**** EXCERTO DO TEXTO

A epopeia desta executiva já se arrasta desde 2017. A troco do seu investimento, desfrutou de menos de dois anos de despreocupação, na posse de um visto de residência português válido, e o resto a debater-se com os serviços do SEF. Agora, o seu processo é um dos 19 mil pedidos pendentes de renovação de Autorizações de Residência para Atividade de Investimento (ARI), como são conhecidos os chamados vistos gold. Na prática, são mais de metade do total.
«Se isto – cumprindo todos os requisitos legais, sem seguir por atalhos – me está a acontecer a mim, pessoalmente, como é que alguma vez posso concordar em investir aqui mais dinheiro em nome de todas pessoas que represento?», aponta, claramente ressentida. «De momento sou executiva de uma empresa de gestão de capital privado no Médio Oriente, com uma carteira de 2,5 mil milhões de dólares. Acha que um único desses dólares vai para Portugal? Nem pensar», garante. «Parece-me que o Governo não é sério quanto a atrair investidores para cá, porque não os estão a respeitar».

********
**** LINHAS FORNECIDAS

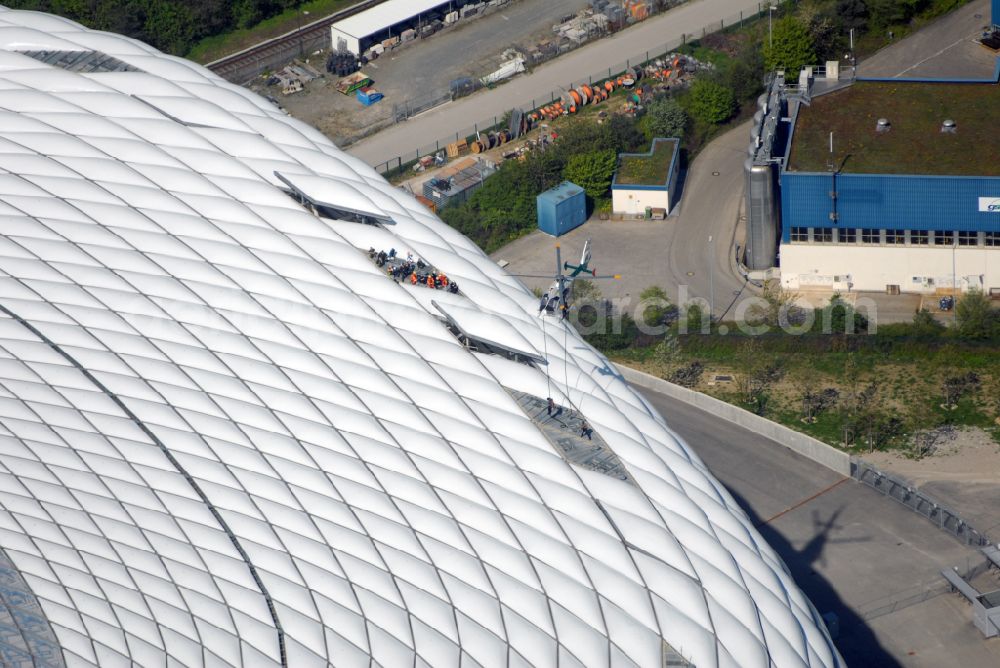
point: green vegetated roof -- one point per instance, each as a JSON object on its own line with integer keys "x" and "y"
{"x": 646, "y": 169}
{"x": 915, "y": 143}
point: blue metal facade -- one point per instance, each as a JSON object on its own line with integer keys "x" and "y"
{"x": 888, "y": 201}
{"x": 561, "y": 209}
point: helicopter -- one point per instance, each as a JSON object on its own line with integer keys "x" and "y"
{"x": 556, "y": 300}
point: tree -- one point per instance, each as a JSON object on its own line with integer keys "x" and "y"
{"x": 592, "y": 171}
{"x": 791, "y": 47}
{"x": 778, "y": 308}
{"x": 976, "y": 318}
{"x": 955, "y": 387}
{"x": 625, "y": 136}
{"x": 754, "y": 375}
{"x": 745, "y": 73}
{"x": 170, "y": 26}
{"x": 885, "y": 13}
{"x": 711, "y": 102}
{"x": 246, "y": 13}
{"x": 852, "y": 13}
{"x": 840, "y": 317}
{"x": 665, "y": 118}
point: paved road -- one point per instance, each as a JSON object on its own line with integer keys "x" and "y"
{"x": 651, "y": 35}
{"x": 674, "y": 254}
{"x": 710, "y": 208}
{"x": 852, "y": 551}
{"x": 946, "y": 48}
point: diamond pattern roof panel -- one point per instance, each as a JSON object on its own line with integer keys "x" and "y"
{"x": 228, "y": 438}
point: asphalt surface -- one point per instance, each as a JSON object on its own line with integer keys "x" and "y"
{"x": 420, "y": 72}
{"x": 852, "y": 551}
{"x": 946, "y": 48}
{"x": 651, "y": 35}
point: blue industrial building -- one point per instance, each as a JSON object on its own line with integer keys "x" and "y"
{"x": 562, "y": 209}
{"x": 889, "y": 186}
{"x": 893, "y": 202}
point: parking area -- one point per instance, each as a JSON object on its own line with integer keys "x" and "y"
{"x": 947, "y": 48}
{"x": 854, "y": 552}
{"x": 423, "y": 69}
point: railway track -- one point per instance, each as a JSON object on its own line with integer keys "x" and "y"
{"x": 248, "y": 63}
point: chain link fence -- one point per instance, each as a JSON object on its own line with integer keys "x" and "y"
{"x": 401, "y": 163}
{"x": 918, "y": 502}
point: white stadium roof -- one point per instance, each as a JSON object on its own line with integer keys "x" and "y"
{"x": 228, "y": 438}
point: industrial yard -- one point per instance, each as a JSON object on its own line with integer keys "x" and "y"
{"x": 422, "y": 70}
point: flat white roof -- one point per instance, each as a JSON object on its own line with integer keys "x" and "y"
{"x": 383, "y": 16}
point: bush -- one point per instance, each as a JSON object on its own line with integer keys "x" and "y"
{"x": 711, "y": 102}
{"x": 592, "y": 171}
{"x": 664, "y": 118}
{"x": 792, "y": 47}
{"x": 975, "y": 316}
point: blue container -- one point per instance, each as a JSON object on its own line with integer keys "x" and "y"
{"x": 562, "y": 209}
{"x": 367, "y": 96}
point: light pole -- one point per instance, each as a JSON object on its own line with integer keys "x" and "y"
{"x": 711, "y": 279}
{"x": 954, "y": 276}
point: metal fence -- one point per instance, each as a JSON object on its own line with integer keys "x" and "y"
{"x": 918, "y": 502}
{"x": 401, "y": 162}
{"x": 919, "y": 593}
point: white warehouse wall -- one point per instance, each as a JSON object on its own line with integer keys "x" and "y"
{"x": 913, "y": 269}
{"x": 352, "y": 43}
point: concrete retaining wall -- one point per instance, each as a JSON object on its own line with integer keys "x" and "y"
{"x": 807, "y": 446}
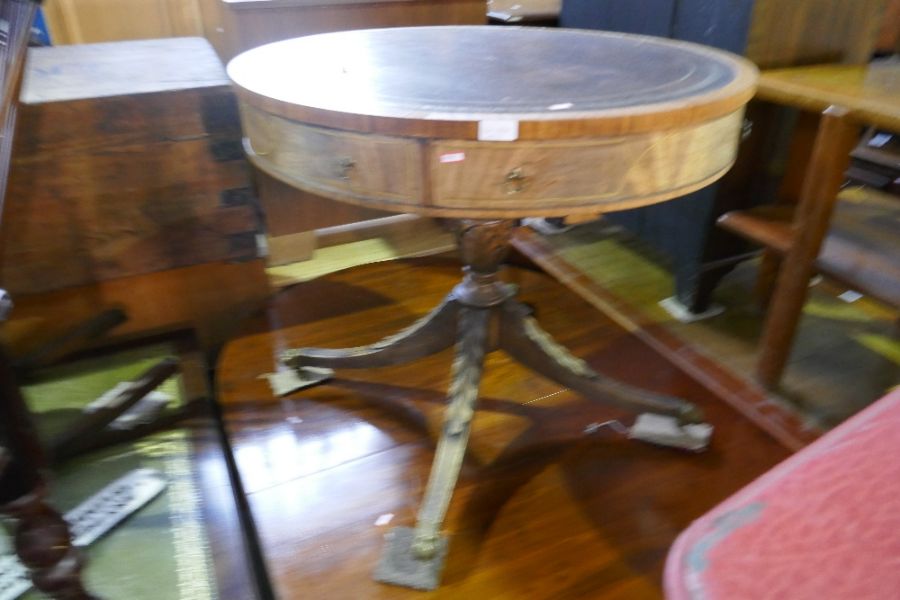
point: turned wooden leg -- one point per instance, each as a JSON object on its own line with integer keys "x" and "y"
{"x": 429, "y": 335}
{"x": 451, "y": 448}
{"x": 414, "y": 557}
{"x": 42, "y": 538}
{"x": 44, "y": 545}
{"x": 523, "y": 339}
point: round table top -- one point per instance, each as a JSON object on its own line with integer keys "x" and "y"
{"x": 444, "y": 81}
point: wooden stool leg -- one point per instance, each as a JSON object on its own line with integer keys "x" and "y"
{"x": 824, "y": 176}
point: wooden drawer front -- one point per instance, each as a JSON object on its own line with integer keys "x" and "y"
{"x": 570, "y": 176}
{"x": 347, "y": 166}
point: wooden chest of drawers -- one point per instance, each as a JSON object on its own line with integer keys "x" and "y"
{"x": 127, "y": 160}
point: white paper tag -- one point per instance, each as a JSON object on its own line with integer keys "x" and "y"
{"x": 452, "y": 157}
{"x": 498, "y": 131}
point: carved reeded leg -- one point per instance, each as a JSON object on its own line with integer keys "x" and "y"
{"x": 414, "y": 558}
{"x": 429, "y": 335}
{"x": 523, "y": 339}
{"x": 43, "y": 543}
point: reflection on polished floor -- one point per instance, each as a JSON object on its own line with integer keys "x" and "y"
{"x": 846, "y": 354}
{"x": 549, "y": 505}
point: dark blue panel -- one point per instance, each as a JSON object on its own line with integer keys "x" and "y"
{"x": 720, "y": 23}
{"x": 650, "y": 17}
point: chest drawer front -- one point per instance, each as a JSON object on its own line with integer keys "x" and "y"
{"x": 360, "y": 168}
{"x": 569, "y": 176}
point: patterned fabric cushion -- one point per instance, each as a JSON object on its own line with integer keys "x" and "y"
{"x": 823, "y": 524}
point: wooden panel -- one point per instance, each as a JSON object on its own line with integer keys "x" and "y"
{"x": 591, "y": 175}
{"x": 251, "y": 23}
{"x": 88, "y": 21}
{"x": 368, "y": 168}
{"x": 813, "y": 31}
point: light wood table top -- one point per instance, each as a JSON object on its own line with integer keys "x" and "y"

********

§ **EXERCÍCIOS**
[a] Segundo o excerto sobre os vistos gold, quantos pedidos de renovação de Autorizações de Residência para Atividade de Investimento estão pendentes?
[b] Escreva a continuação do excerto sobre os vistos gold a partir do ponto em que termina.
As linhas constituem material à parte e não têm relação com o excerto.

§ **RESPOSTAS POR ORDEM**
[a] Estão pendentes 19 mil pedidos de renovação.

[b]
Trabalhos de Sísifo
Já fora o cabo dos trabalhos para esta milionária conseguir o seu visto de residência, demorando quase dois anos, apesar do esquema dos vistos gold prometer não tardar mais do que três a seis meses. E, como tal, começou logo a tratar do processo de renovação – «já sei como é com o SEF», suspira – faltavam mais de seis meses para o seu cartão caducar. Falou com os seus advogados, visitou gabinetes do SEF por todo o país, contratou gente para ligar para todos os números disponíveis, conta. E nem assim conseguiu uma marcação.
Lá deu com uma nota do SEF – em português, sem grande aviso, viu-a por acaso – a explicar que iam prorrogar a validade dos vistos até dezembro de 2022, devido à falta de capacidade de resposta. Na prática, quando esta investidora tentou entrar noutros países europeus, deu com portas fechadas, sem que nenhum agente fronteiriço estivesse informado da extensão da validade dos vistos. Ainda conseguiu voltar a Portugal, passando-se o mesmo em território nacional e até num hospital.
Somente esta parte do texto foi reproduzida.